Syukurlah ada yang tidak pernah ingkar janji, yakni Allah kita. Pada bacaan pertama, Allah berjanji kepada Nuh dan keturuanannya bahwa Ia tidak akan memusnahkan bumi. Sebelumnya, Allah kecewa dengan manusia ciptaan-Nya yang jahat. Dengan segala cara manusia bertindak untuk menguasai sesamanya, bahkan melakukan kejahatan. Allah melihat bumi itu rusak akibat manusia yang menjalankan hidup yang rusak di bumi. Allah kemudian menghukum bumi dengan air bah karena kesalahan manusia.

========

Petunjuk Pengerjaan » Cetak kembali seluruh kutipan dokumen di atas tanpa mengubah satu huruf atau tanda baca pun.

Entri Data »
========

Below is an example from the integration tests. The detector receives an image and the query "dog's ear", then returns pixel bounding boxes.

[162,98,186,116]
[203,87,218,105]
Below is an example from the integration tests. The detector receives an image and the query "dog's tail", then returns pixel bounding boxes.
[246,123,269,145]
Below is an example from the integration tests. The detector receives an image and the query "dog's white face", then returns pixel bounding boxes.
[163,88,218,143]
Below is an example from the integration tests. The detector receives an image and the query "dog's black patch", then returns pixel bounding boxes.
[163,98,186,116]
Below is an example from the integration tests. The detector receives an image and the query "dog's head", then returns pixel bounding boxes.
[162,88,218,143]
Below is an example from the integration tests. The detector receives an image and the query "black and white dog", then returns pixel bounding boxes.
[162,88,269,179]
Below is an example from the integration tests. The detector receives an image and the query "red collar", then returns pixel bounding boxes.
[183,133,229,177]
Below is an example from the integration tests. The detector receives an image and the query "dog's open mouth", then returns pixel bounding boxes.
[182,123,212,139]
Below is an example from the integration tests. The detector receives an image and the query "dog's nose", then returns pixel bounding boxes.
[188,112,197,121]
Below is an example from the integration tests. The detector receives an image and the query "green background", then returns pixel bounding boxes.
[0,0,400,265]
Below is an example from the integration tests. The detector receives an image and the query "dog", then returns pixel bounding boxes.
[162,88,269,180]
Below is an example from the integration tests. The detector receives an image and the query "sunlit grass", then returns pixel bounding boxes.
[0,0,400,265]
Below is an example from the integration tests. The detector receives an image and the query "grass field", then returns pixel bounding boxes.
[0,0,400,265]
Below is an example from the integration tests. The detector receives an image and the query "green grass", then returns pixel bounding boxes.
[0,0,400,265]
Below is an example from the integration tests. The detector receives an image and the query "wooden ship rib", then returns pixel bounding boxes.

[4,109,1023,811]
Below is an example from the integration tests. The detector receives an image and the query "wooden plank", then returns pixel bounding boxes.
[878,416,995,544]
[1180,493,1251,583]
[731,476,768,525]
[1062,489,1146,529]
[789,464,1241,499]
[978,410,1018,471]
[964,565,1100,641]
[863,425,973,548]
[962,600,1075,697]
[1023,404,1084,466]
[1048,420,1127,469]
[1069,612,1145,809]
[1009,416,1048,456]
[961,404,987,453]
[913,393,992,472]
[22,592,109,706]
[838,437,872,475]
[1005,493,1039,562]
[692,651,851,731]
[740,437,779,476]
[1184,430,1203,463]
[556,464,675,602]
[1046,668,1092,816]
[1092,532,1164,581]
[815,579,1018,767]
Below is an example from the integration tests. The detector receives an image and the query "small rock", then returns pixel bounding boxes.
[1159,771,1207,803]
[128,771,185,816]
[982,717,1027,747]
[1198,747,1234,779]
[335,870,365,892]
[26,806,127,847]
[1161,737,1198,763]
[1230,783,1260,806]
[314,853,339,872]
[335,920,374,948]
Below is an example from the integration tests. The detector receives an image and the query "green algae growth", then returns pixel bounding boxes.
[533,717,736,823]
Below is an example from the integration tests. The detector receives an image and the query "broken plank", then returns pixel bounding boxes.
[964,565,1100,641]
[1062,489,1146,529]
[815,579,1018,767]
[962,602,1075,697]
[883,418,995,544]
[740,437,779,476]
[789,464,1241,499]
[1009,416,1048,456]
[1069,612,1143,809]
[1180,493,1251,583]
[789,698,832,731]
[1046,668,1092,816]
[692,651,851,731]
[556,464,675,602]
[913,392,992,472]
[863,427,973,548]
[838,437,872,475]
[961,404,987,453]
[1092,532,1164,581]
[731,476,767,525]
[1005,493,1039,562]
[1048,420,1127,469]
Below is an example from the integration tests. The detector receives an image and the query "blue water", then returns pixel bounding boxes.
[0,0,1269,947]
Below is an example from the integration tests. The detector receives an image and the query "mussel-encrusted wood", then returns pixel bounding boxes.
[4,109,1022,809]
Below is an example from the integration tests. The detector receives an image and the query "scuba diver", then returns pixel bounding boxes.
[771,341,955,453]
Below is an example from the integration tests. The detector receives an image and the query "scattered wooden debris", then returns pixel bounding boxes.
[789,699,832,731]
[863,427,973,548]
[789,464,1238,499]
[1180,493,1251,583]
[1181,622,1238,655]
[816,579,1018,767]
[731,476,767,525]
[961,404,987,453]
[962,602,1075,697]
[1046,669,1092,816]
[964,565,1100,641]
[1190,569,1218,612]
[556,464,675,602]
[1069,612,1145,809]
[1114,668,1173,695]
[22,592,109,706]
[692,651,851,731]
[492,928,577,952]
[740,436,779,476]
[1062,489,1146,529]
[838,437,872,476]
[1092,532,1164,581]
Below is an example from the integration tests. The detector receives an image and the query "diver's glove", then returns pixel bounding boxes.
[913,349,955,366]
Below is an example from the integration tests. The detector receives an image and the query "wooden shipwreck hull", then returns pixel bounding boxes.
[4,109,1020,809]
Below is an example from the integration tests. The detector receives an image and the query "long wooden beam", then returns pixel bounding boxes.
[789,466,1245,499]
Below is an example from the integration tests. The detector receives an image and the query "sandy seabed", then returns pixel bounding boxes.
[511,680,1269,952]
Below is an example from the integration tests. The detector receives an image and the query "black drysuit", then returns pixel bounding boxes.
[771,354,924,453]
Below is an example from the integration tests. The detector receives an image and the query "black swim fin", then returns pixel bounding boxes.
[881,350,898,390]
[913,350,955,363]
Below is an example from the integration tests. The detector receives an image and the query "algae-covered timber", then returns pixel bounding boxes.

========

Jawaban Tertulis »
Syukurlah ada yang tidak pernah ingkar janji, yakni Allah kita. Pada bacaan pertama, Allah berjanji kepada Nuh dan keturuanannya bahwa Ia tidak akan memusnahkan bumi. Sebelumnya, Allah kecewa dengan manusia ciptaan-Nya yang jahat. Dengan segala cara manusia bertindak untuk menguasai sesamanya, bahkan melakukan kejahatan. Allah melihat bumi itu rusak akibat manusia yang menjalankan hidup yang rusak di bumi. Allah kemudian menghukum bumi dengan air bah karena kesalahan manusia.